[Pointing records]
[start]

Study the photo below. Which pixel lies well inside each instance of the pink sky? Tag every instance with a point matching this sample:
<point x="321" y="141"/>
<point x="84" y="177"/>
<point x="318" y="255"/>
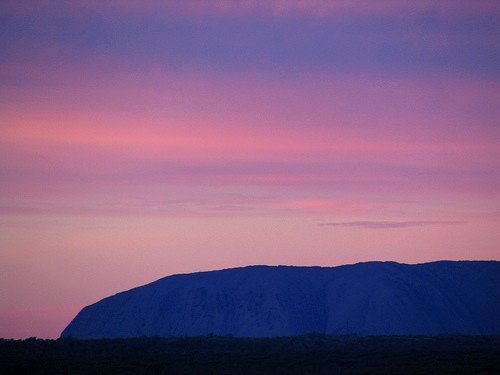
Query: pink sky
<point x="138" y="141"/>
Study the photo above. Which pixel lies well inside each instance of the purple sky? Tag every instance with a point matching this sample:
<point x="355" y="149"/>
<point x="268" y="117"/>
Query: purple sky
<point x="144" y="138"/>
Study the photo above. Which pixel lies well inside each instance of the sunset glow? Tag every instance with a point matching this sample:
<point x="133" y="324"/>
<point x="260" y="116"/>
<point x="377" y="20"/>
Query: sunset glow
<point x="140" y="139"/>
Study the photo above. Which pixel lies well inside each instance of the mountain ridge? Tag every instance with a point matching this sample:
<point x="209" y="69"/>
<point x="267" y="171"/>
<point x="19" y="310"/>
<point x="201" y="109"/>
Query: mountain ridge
<point x="377" y="297"/>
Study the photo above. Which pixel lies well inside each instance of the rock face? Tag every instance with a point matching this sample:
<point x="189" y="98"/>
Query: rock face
<point x="374" y="298"/>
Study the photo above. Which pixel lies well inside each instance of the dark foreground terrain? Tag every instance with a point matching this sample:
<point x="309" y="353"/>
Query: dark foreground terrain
<point x="312" y="353"/>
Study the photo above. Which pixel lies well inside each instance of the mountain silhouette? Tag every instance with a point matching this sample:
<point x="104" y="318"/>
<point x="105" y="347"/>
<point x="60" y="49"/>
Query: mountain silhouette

[end]

_DO THIS_: Write out all of the rows above again, requests included, but multiply every coordinate in the answers by 0.55 and round each result to a whole number, with halves rounding up; leave the coordinates in the requests and their format samples unchanged. Omit the pictures from your answer.

_THE RESPONSE_:
Study the photo below. Which pixel lies well inside each instance of the pink sky? Tag every instance with a point matching this sample:
<point x="321" y="141"/>
<point x="84" y="177"/>
<point x="318" y="255"/>
Query: pink sky
<point x="76" y="78"/>
Study the photo above. Which pixel lies well inside each instance of the purple sky? Tag every instance with a point matching this sample:
<point x="355" y="149"/>
<point x="268" y="117"/>
Query: purple sky
<point x="79" y="76"/>
Study the photo above. Which pixel lies well inside each instance of the sunset glow? Tag every instance with a point matching this sample:
<point x="133" y="324"/>
<point x="260" y="116"/>
<point x="377" y="20"/>
Query: sunset glow
<point x="77" y="76"/>
Study the photo above. Which pixel lies well inside each instance of the mountain ridge? Tag every instance with a point matching this sample:
<point x="209" y="69"/>
<point x="267" y="171"/>
<point x="19" y="310"/>
<point x="201" y="109"/>
Query: mountain ridge
<point x="207" y="163"/>
Study the photo above. Which pixel lies well inside each instance of the rock face? Tag every instance with a point matching this sample:
<point x="189" y="98"/>
Query: rock face
<point x="206" y="164"/>
Study the photo above. Which pixel lies well inside each instance of the dark foreground terrain? Tag every instance with a point matching this sample:
<point x="309" y="353"/>
Query: dark foreground terrain
<point x="172" y="194"/>
Study the photo above. Which pixel lies well inside each instance of the mountain silhouette? Tag every instance with a point matching this sample:
<point x="104" y="318"/>
<point x="105" y="347"/>
<point x="60" y="49"/>
Query: mountain silhouette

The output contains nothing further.